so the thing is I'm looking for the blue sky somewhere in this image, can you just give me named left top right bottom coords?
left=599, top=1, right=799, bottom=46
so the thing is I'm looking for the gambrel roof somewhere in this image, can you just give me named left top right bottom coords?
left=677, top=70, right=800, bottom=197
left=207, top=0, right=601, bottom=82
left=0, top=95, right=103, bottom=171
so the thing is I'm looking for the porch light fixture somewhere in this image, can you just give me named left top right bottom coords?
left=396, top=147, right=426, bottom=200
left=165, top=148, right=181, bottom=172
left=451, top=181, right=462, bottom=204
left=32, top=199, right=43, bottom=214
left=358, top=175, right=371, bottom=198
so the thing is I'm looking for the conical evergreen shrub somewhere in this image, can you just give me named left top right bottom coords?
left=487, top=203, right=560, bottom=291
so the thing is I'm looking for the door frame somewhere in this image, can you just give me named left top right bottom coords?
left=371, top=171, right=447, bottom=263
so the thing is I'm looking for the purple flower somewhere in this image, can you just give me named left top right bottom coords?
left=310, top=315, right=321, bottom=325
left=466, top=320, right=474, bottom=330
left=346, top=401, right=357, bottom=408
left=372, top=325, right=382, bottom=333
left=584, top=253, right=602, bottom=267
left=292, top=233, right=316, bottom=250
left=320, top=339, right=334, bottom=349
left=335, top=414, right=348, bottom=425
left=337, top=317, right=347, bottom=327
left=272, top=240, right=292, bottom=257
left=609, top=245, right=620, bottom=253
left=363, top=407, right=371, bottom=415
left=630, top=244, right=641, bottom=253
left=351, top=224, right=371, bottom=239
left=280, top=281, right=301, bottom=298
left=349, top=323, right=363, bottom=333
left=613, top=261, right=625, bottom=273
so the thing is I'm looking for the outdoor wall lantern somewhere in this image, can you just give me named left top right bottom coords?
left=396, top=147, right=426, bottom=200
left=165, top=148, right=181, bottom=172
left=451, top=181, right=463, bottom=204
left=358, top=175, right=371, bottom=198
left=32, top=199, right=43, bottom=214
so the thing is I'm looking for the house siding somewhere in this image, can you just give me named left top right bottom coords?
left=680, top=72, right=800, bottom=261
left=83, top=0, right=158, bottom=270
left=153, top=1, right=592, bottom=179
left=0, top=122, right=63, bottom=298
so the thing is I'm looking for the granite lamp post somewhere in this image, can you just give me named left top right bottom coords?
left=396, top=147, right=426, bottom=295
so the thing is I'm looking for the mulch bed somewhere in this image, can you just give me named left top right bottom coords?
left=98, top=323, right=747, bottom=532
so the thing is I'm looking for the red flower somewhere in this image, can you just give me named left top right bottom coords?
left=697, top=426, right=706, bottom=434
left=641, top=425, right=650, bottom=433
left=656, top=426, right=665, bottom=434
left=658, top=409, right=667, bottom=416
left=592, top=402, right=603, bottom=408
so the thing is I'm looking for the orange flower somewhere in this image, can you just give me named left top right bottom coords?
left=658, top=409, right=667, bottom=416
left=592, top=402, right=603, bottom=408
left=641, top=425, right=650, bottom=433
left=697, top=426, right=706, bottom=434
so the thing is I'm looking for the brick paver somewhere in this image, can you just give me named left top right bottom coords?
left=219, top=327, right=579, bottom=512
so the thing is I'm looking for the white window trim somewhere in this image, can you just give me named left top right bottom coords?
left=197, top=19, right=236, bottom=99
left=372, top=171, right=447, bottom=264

###

§ REQUIRED ACTION
The entries above must be written out again exactly as they are.

§ RESPONSE AREA
so the thing is I'm looking for the blue sky somewhere in this image, can you just give me named left top right bottom coords?
left=599, top=1, right=799, bottom=46
so the thing is I'm looking for the gambrel roof somewhere in this image, can you just give me named left top right bottom coords?
left=677, top=70, right=800, bottom=197
left=207, top=0, right=601, bottom=82
left=0, top=95, right=103, bottom=171
so the thing is I'm looking for the porch light fixture somewhere in this image, can you just give me named left top right bottom coords?
left=396, top=147, right=426, bottom=200
left=165, top=148, right=181, bottom=172
left=451, top=181, right=462, bottom=204
left=32, top=199, right=43, bottom=214
left=358, top=175, right=371, bottom=198
so the thing is I'm looking for the conical evergreen shrub somewhere in this image, can you just give me named left top right bottom coords?
left=487, top=203, right=560, bottom=291
so the thing is I'm looking for the door frame somewhere in this image, can you just give me named left top right bottom coords?
left=371, top=171, right=447, bottom=263
so the thing is I'm looking for the purple flower somewhere in this image, can you just give me named left top right bottom coords?
left=310, top=315, right=321, bottom=325
left=466, top=320, right=474, bottom=330
left=346, top=401, right=357, bottom=408
left=372, top=325, right=382, bottom=333
left=584, top=253, right=602, bottom=267
left=292, top=233, right=316, bottom=250
left=320, top=339, right=334, bottom=349
left=335, top=414, right=348, bottom=425
left=337, top=317, right=347, bottom=327
left=272, top=240, right=292, bottom=257
left=609, top=245, right=620, bottom=253
left=363, top=407, right=371, bottom=415
left=630, top=244, right=641, bottom=253
left=351, top=224, right=371, bottom=239
left=280, top=281, right=301, bottom=298
left=349, top=323, right=363, bottom=333
left=613, top=261, right=625, bottom=273
so the thing is I'm looking for the outdoor wall lantern somewhere in this image, can you just give me named left top right bottom coords?
left=396, top=147, right=426, bottom=200
left=165, top=148, right=181, bottom=172
left=451, top=181, right=463, bottom=204
left=358, top=175, right=371, bottom=198
left=32, top=199, right=43, bottom=214
so the thing is I'm looking for the house siding somewhere in this image, can you just give me named left top right bottom coords?
left=680, top=72, right=800, bottom=261
left=83, top=0, right=158, bottom=270
left=153, top=1, right=592, bottom=179
left=0, top=122, right=63, bottom=298
so the thing is I'm looking for the granite lamp post somewhere in this image, can you just give me named left top right bottom coords?
left=396, top=147, right=426, bottom=295
so the thing is I'm looking for the mulch bed somewhere in this image, can you just give me named left top right bottom coords?
left=98, top=323, right=747, bottom=532
so the thing is I'm looking for the red flower somewhere in this image, can you just give me named left top right bottom coords?
left=697, top=426, right=706, bottom=434
left=641, top=425, right=650, bottom=433
left=656, top=426, right=665, bottom=434
left=658, top=409, right=667, bottom=416
left=592, top=402, right=603, bottom=408
so the thing is I'm looking for the orange flower somewhere in this image, can you just give me named left top right bottom coords?
left=658, top=409, right=667, bottom=416
left=592, top=402, right=603, bottom=408
left=641, top=425, right=650, bottom=433
left=697, top=426, right=706, bottom=434
so the thing is I'm looking for the brick paver somewhere in this image, can you just give me named left top right bottom coords?
left=219, top=327, right=579, bottom=512
so the thing is I'm looking for the white window trim somewhere in this image, can you just give me named left top right bottom coords?
left=197, top=19, right=236, bottom=99
left=372, top=171, right=447, bottom=264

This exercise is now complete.